What you will do:
A: In the investment-banking text, which bank underwrote four of the five largest M&A-related bond issues?
B: List every source of data that the investment-banking text says the judges factored in when formulating the list of winners.

Excerpted text:
+ + + + + + +

But some investment banks that were leveraged to foreign exchange, like Citi (regarded as a high-stakes FX player) benefited from a combination of normalizing interest rates in the US, volatility in emerging markets and the resulting swings in exchange rates.

Other investment banks in the US and Europe are withdrawing from emerging markets to focus on their corporate clients and institutional investors at home. They will have a hard time regaining access to those markets. But smart banks have maintained a high profile in the most promising emerging markets in Latin America and Asia through the lean years since 2008. They were still able to compete with dominant local banks on those continents for equity, debt and M&A deals last year—and the rest of this year looks promising for them.

“Post-financial crisis, banks have been more selective about where they invest,” says Brian Kleinhanzl, an equity analyst who covers investment banks for Keefe Bruyette & Woods in New York. “You’ve seen bigger banks pull back into developed markets. But people who maintained a strong presence in emerging markets did much better.”

That’s why Citi and its Latin American subsidiaries climbed the league tables last year. In China, where global investment banks are wary of putting client money at risk, local banks top the charts.

Some banks, notably UBS, are sacrificing higher margins to win IPO deals with relatively low fees. The Swiss bank, which Global Finance named world’s best investment bank this year, took advantage of closer scrutiny by banking regulators to raise capital for financial institutions on the stock market.

In the US, some banks were quick to see the bright side of the stock market crash. It triggered bargain hunting by investment-grade corporations that raised debt at relatively low rates. Bank of America Merrill Lynch underwrote four of the five largest M&A-related bonds issues in a bumper year for takeovers.

In compiling this year’s rankings, Global Finance editors considered a wide spectrum of factors, including knowledge of local conditions, responsiveness to the needs of corporate clients and reputation from a regulatory perspective. Judges factored in data from Dealogic, Thomson Reuters, Greenwich Associates, and dozens of banks around the world in formulating this year’s prestigious list of winners.

+ + + + + + +

Information shown:
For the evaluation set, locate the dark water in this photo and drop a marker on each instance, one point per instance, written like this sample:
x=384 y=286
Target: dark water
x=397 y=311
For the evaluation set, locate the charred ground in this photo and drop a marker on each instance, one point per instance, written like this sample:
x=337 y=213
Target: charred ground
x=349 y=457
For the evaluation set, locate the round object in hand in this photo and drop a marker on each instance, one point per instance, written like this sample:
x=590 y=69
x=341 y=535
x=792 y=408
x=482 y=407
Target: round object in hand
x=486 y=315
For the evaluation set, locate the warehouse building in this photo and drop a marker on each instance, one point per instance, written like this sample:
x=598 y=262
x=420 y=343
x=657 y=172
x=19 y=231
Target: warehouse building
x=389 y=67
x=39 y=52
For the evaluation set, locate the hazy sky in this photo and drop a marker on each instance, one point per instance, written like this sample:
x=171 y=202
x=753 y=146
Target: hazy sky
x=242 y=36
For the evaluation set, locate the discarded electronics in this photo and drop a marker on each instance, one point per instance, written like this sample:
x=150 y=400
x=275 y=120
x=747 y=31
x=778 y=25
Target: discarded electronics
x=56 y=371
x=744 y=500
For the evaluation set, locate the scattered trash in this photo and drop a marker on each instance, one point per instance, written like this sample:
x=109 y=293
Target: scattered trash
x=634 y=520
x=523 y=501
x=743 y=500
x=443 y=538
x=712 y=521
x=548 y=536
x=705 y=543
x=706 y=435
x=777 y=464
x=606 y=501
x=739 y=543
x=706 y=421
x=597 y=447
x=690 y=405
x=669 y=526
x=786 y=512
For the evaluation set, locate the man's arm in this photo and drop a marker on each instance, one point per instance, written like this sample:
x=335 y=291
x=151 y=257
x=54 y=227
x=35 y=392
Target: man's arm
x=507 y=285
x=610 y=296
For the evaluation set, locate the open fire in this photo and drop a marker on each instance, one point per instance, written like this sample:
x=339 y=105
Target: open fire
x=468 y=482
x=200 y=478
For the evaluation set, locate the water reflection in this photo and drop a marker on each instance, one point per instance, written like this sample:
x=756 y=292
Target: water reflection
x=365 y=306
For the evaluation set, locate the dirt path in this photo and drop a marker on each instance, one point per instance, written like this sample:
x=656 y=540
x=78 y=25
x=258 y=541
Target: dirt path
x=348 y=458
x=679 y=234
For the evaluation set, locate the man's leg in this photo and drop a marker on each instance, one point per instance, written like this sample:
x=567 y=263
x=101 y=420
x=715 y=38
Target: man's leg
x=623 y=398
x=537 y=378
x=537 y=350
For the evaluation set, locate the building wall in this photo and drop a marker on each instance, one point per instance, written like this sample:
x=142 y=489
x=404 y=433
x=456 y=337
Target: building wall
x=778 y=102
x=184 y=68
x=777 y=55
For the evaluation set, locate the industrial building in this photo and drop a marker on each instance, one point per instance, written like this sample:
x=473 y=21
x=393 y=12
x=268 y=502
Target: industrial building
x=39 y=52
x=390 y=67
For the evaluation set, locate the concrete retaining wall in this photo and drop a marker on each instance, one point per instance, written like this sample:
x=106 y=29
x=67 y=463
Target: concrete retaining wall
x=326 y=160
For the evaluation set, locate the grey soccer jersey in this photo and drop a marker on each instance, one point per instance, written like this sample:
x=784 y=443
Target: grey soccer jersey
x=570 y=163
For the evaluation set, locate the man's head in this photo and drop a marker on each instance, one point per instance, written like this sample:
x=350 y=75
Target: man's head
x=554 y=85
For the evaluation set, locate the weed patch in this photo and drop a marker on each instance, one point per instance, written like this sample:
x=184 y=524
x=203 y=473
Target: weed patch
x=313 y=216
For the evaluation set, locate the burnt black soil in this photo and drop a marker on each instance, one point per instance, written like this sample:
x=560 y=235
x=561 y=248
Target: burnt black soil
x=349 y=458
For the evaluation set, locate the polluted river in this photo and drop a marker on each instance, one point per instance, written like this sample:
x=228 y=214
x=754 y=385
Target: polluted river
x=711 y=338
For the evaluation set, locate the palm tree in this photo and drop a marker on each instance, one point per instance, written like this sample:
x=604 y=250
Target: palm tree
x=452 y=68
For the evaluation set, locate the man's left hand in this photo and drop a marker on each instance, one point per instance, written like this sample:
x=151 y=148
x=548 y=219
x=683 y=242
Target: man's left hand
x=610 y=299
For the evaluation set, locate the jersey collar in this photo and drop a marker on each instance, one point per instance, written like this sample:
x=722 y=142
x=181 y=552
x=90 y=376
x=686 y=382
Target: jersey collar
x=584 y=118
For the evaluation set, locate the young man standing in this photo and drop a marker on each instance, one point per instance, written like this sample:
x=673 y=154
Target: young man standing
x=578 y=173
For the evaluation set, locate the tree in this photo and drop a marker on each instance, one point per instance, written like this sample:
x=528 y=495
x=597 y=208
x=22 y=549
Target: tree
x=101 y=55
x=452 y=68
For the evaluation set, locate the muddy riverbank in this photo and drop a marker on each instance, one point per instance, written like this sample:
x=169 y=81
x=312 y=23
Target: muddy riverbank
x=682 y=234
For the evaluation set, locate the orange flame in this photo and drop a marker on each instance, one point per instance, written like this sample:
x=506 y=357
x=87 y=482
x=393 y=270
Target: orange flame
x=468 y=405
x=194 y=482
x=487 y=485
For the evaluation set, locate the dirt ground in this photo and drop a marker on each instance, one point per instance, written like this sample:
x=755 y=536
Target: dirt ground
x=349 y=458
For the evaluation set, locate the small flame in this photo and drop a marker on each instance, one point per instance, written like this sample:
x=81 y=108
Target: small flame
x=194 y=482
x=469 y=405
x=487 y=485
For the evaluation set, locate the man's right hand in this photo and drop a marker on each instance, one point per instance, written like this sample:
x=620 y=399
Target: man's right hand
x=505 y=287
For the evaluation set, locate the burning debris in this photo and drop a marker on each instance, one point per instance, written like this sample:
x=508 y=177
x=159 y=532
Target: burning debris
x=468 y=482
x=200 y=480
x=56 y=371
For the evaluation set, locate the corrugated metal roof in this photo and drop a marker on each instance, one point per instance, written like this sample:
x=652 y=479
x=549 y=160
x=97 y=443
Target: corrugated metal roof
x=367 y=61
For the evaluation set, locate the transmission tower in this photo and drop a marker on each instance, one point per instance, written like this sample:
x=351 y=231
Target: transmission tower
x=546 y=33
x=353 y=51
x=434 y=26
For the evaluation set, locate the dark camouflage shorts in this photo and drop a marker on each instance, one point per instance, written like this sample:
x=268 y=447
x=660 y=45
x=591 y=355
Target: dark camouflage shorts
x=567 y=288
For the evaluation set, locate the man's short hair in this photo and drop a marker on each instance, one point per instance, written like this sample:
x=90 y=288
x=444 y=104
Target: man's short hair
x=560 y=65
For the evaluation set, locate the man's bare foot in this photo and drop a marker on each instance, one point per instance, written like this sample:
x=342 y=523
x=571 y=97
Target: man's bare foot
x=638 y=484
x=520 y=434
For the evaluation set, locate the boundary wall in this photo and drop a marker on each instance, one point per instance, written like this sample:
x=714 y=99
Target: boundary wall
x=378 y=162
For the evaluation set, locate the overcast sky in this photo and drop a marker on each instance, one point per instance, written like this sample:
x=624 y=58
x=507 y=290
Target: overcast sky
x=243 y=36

+ + + + + + +

Exercise answers:
A: Bank of America Merrill Lynch

B:
- Dealogic
- Thomson Reuters
- Greenwich Associates
- Dozens of banks around the world